— Exercise description —
Reproduce each of the rows below word for word, leaving nothing out and changing nothing.

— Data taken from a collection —
— begin —

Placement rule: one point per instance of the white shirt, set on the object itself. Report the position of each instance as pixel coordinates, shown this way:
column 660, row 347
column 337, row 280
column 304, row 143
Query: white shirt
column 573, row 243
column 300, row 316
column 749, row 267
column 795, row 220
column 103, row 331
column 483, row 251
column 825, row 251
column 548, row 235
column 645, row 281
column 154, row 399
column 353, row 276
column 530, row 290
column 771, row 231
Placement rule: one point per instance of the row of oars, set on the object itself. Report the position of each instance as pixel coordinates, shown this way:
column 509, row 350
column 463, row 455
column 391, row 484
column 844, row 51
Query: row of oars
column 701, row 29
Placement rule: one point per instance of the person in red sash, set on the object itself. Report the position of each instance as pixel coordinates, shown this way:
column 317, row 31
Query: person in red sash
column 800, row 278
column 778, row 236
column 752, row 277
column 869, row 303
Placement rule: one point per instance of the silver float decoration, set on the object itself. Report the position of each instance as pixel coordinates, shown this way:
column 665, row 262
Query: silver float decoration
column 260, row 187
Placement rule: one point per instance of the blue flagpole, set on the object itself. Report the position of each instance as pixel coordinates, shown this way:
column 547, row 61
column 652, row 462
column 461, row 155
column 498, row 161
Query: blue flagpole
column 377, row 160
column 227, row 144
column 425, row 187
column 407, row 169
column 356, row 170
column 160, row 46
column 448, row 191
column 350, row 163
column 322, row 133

— end —

— Result for this exercise —
Placement rule: one point per instance of the white shirt, set on the object itself. Report the position of each instance as pixel coordinates, shown this way:
column 660, row 347
column 337, row 280
column 304, row 143
Query: white shirt
column 573, row 243
column 300, row 316
column 749, row 267
column 795, row 220
column 103, row 331
column 483, row 251
column 825, row 251
column 548, row 235
column 645, row 281
column 154, row 399
column 353, row 276
column 530, row 290
column 771, row 231
Placement rule: one point per instance of the row of oars, set on the object itself. Report the position of each instance as pixel coordinates, shown this way:
column 509, row 350
column 463, row 455
column 391, row 484
column 844, row 51
Query: row of oars
column 701, row 29
Placement rule: one point per instance of the person in red sash, set on the object itself. Report the position of each instance as pixel coordinates, shown this way:
column 317, row 31
Query: person in red sash
column 800, row 278
column 778, row 236
column 752, row 277
column 869, row 303
Placement rule: one point per instance of the silver float decoration, set on the object itself. Report the position of each instance as pixel coordinates, shown this way:
column 665, row 262
Query: silver float decoration
column 260, row 187
Placement rule: one point per instance of the blue flagpole, set on the object itself. Report the position of each instance as pixel coordinates, shown this way:
column 547, row 61
column 652, row 462
column 461, row 155
column 498, row 161
Query: blue flagpole
column 377, row 160
column 227, row 144
column 425, row 187
column 407, row 169
column 356, row 170
column 160, row 46
column 448, row 191
column 350, row 163
column 322, row 133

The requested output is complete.